• TASK:
Continue the article on employer 401(k) matching contributions and the 2020 recession from where it stops.

• PAGE TEXT:
● ● ● ● ●

Employers' matching contributions to 401(k) plans were pretty resilient during the financial crisis of 2008. In 2007, 75 percent of the roughly 1.5 million plans administered by Charles Schwab Retirement Plan services offered an employer match. By 2009, as the nadir of the crisis was being absorbed, 67 percent of sponsors offered a match.
Assuming Schwab plans were indicative of the larger 401(k) universe—some 550,000 plans—that would mean about 44,000, or 8 percent, of sponsors pulled their match during the financial crisis.
It had a real impact for the affected savers, certainly, but it was hardly a mass exodus of employer plan contributions. By 2012, the number of Schwab's plans offering a match returned to pre-crisis levels.
In 2018, 78.8 percent of all defined contribution plans offered an employer match, according to the Plan Sponsor Council of America's most recent annual survey. That year, 7.3 percent of plans increased their match. Only 3.8 percent suspended the match.
Some day, hopefully sooner rather than later, economists will be able to compare the recession on the horizon in 2020 to that of 2008.
When they do, they may note the weekly jobless claims the Labor Department is scheduled to release Thursday morning before the markets open. Goldman Sachs is predicting 2.25 million claims from last week alone, more than three-times the previous weekly record set nearly 40 years ago. Today, California's Governor said there were 1 million claims in that state last week.
These are tragic days for those that have lost loved ones to the coronavirus, and terrifying for those battling the disease or already suffering its profound economic fallout. By many reputable accounts, the economy is going to get worse before it gets better. But there is also a growing consensus that the ensuing recovery could come quickly if the virus can be contained, and such a recovery could be as robust as the fallout has been devastating.
"It is possible there's going to be a very sharp, short, I hope short, recession in the next quarter because everything is shutting down of course," former Federal Reserve Chairman Ben Bernanke told CNBC. "If there's not too much damage done to the workforce, to the businesses during the shutdown period, however long that may be, then we could see a fairly quick rebound."

● ● ● ● ●

• DATA UNDER STUDY:
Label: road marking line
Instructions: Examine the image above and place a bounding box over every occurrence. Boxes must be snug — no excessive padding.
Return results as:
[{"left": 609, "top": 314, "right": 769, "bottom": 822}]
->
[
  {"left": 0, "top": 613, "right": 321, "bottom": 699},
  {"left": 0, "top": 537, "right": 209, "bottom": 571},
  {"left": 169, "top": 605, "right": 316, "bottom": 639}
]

● ● ● ● ●

• ANSWER SPACE:
That prospect has guided our approach to covering the retirement market over the past two weeks.
The first question we ask every morning is "what will this mean for workplace retirement plans?" Most 401(k) investors have a time horizon that can afford the losses they are seeing in their account balances. With the power of dollar cost averaging, a lot of savers will benefit from market swoons.
Our greater fear is for those business that offer retirement plans yet can't survive the cash crunch from the country's induced economic coma. It's out of deference to that fear that we have held back reporting the valuable information coming from seasoned ERISA consultants and attorneys as to the options available to plan sponsors.
In the small but (we think) important role we play in industry, that has been our Hippocratic oath—we would never want plan termination talk to agitate one sponsor to take actions to solve what Carol Buckmann, an ERISA attorney and co-founding partner of Cohen & Buckmann, says may be "a time-limited problem."
In the coming days, Congress will pass trillions in relief to the economy designed to keep as many people employed as possible. We will continue to ask questions, listen to experts, and study ERISA's many technicalities on plan amendments to do our part to inform industry. We will do so under this thesis: it's a whole lot easier to strip retirement benefits than it is to reinstate them. "Sponsors should be thinking about that before they take a drastic step," Buckmann says.